■ **QUOTED PASSAGE**:

※

Stormbringer! is a 1970 album released by John and Beverley Martyn. It has no connection to Michael Moorcock's 1965 Elric novel of the same name. John Martyn wrote six of the ten songs and Beverley four. The album was recorded under the direction of Paul Harris in Woodstock, New York.

Two of the tracks feature the drumming of Levon Helm, from the Band – who had an influence on John Martyn's music.

Track listing
All tracks composed by John Martyn except where indicated.

"Go Out and Get It"
"Can't Get The One I Want" (Beverley Martyn)
"Stormbringer"
"Sweet Honesty" (Beverley Martyn)
"Woodstock"
"John The Baptist" 
"The Ocean" (Beverley Martyn)
"Traffic-Light Lady"
"Tomorrow Time" (Beverley Martyn)
"Would You Believe Me?"

The remastered CD issue contained the following previously unreleased tracks:
"One of Those Days" 
"I Don't Know"  
"John The Baptist" 
"Traffic-Light Lady"

※

■ **STATED TASK**:
Extend the text on the album Stormbringer!, picking up after its final line.

■ **EXCERPTED DATA**:
※

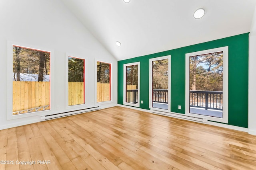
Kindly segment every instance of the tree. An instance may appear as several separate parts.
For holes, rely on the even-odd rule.
[[[109,83],[110,80],[110,64],[97,62],[97,82]]]
[[[84,82],[84,60],[68,58],[68,82]]]
[[[14,47],[13,50],[14,52],[14,59],[13,60],[13,65],[14,67],[14,77],[15,81],[20,81],[20,53],[21,51],[22,48],[19,47]],[[17,79],[15,80],[15,74],[16,74]]]
[[[195,57],[196,57],[196,59]],[[191,90],[222,91],[222,52],[190,58],[190,87]]]
[[[168,89],[168,59],[160,60],[153,62],[153,88]]]
[[[20,74],[38,75],[38,81],[44,81],[44,75],[50,70],[50,53],[18,46],[13,47],[13,72],[15,81],[21,81]]]

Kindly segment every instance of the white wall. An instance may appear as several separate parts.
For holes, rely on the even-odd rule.
[[[59,0],[1,0],[0,23],[0,129],[40,121],[40,115],[7,120],[7,99],[12,95],[8,92],[10,88],[8,87],[12,86],[12,82],[8,78],[12,76],[7,67],[12,67],[7,65],[10,41],[54,52],[51,57],[54,63],[51,68],[53,78],[51,109],[41,112],[43,113],[41,114],[69,110],[65,106],[66,53],[86,59],[86,107],[97,105],[95,102],[96,60],[112,63],[113,102],[103,107],[117,104],[116,60]]]
[[[256,7],[249,34],[248,132],[256,135]]]

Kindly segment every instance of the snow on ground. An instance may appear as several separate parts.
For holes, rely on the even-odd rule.
[[[17,75],[15,74],[15,78],[16,78]],[[21,81],[24,82],[37,82],[38,80],[38,74],[20,74],[20,78]],[[12,80],[15,81],[14,78],[14,73],[12,73]],[[49,82],[50,75],[44,75],[43,81]]]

※

■ **WRITTEN RESPONSE**:
The bonus tracks were recorded during a demo session at Sound Techniques Studios, Chelsea on 16 April 1969

Personnel
John Martyn - vocals, acoustic guitar, electric guitar
Beverley Martyn - vocals, acoustic guitar
Harvey Brooks - bass 
Paul Harris - piano, organ, musical direction, arrangements
John Simon - harpsichord on "Tomorrow Time"
Levon Helm - drums on "Sweet Honesty" and "John The Baptist"
Herbie Lovelle - drums on "Stormbringer!" and "Would You Believe Me"
Billy Mundi - drums on "Go Out and Get It"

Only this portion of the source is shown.